Barney's Musical Castle, also called Barney's Musical Castle LIVE and El Castillo Musical de Barney (Spanish), was Barney's fourth concert and his second US tour. The tour began on September 8, 1999, and the video was released in 2001. In this stage show tour, Barney, Baby Bop, BJ and kids go to the forest to visit the king. The home video was taped at the Rosemont Theater.

Cast
 Barney (voice) - Bob West 
 Barney (costume) - Carey Stinson and Antwaun Steele
 Baby Bop (voice) - Julie Johnson
 Baby Bop (costume) - Jennifer Gibel and Jill Nelson
 BJ (voice) - Patty Wirtz
 BJ (costume) - Kyle Nelson and Charles Shaw
 Andy - Fernando Moguel
 Penny - Hayley Greenbauer
 Jessica - Talia Davis
 Justin - Wesley Farnsworth
 King - Ray Hallmen

Songs

Act One
 Barney Is A Dinosaur (tune: Yankee Doodle)

**Study questions**
**a.** Transcribe the Barney's Musical Castle passage between "Barney's Musical Castle, also" and "the Rosemont Theater.", inclusive.
**b.** Name every voice performer in the Barney's Musical Castle cast list.
**c.** Resume the Barney's Musical Castle text from its last line onward.
The material that comes after this text is separate from it.

**Study material**
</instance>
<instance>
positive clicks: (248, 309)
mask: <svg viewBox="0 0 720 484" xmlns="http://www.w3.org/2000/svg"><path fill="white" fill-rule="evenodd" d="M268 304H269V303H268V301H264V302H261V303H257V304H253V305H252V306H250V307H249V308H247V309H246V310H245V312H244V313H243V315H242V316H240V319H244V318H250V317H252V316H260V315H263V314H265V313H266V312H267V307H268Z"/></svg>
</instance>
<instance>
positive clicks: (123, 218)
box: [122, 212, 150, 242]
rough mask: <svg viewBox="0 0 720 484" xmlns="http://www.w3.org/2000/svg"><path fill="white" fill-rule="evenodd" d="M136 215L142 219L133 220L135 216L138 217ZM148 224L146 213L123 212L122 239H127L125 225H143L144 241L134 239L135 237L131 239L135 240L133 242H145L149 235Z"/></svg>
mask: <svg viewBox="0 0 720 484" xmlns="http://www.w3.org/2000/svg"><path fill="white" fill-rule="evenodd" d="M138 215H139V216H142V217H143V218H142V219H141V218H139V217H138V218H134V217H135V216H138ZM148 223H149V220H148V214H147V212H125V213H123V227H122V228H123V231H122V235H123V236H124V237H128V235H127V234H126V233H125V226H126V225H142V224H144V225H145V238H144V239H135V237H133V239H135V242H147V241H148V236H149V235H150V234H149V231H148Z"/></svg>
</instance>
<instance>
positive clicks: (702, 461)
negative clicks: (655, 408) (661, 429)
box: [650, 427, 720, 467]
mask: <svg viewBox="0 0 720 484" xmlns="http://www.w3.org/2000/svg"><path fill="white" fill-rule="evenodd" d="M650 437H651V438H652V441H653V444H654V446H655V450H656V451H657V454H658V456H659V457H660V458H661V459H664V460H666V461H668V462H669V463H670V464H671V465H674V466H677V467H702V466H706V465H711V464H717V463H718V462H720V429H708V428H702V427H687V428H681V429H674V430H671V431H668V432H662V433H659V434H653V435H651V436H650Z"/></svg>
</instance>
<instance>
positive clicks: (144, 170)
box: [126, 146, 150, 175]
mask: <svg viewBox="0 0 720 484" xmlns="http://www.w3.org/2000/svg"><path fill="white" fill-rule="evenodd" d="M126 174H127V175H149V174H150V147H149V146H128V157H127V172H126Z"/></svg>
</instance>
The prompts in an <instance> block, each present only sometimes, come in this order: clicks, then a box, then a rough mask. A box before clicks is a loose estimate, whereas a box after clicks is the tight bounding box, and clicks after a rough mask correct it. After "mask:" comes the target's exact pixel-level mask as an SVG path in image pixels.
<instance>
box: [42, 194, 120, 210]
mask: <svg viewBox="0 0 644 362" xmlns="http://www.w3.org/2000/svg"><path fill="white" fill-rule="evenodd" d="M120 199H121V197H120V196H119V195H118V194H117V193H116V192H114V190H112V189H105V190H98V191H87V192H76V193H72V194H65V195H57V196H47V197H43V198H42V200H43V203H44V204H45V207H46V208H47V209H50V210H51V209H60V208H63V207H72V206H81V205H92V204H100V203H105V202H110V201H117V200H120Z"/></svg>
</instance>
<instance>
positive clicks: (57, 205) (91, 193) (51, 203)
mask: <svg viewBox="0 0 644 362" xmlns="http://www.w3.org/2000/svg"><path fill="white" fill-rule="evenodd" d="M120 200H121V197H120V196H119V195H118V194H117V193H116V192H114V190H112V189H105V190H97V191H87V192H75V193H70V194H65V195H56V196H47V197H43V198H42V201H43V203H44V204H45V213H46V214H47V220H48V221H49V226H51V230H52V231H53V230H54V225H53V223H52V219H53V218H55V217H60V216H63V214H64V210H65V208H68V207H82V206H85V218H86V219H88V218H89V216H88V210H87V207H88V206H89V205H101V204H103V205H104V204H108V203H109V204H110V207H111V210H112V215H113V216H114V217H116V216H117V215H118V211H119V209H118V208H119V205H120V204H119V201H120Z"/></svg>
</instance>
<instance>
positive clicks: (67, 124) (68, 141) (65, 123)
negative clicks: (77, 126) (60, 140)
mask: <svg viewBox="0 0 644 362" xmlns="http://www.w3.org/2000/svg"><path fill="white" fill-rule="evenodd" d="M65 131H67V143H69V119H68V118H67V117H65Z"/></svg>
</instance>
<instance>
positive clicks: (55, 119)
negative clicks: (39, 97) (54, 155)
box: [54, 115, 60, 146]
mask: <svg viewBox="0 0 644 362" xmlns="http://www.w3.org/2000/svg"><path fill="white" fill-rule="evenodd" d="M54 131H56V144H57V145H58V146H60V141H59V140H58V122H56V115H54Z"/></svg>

**Answers to the exercises**
**a.**
Barney's Musical Castle, also called Barney's Musical Castle LIVE and El Castillo Musical de Barney (Spanish), was Barney's fourth concert and his second US tour. The tour began on September 8, 1999, and the video was released in 2001. In this stage show tour, Barney, Baby Bop, BJ and kids go to the forest to visit the king. The home video was taped at the Rosemont Theater.

**b.** Bob West, Julie Johnson, Patty Wirtz

**c.**
 Musical Castle Sing-Along Medley (Everyone is Special, If All the Raindrops and Mr. Knickerbocker)
 Castles So High
 What Makes A Flower So Pretty?
 Look At Me, I'm Three!
 You Can Count On Me
 Here In The Forest
 And The Green Grass Grows All Around 
 It's A Great Day
 If You're Happy and You Know It

Act Two
 Castles So High (reprise)  
 Wave The Flags   
 Musical Castle Nursery Rhymes Sing-Along (Little Bo-Peep, Hickory Dickory Dock, Pat-a-cake, Mary Had a Little Lamb, Jack and Jill, This Little Piggy (Rap vision))    
 Knight's Dance   
 Musical Castle Costume Parade (Noble Duke of York, A Silly Hat, and Boom Boom, Ain't it Great to Be Crazy)
 I Put A Smile On
 I'm The King
 Musical Castle Celebration Medley (Tah-Rah-Rah-Boom-De-Ay, When I'm Old Enough to Join the Band, Wave the Flags(reprise))
 It's A Great Day (reprise)
 I Love You (tune: This Old Man)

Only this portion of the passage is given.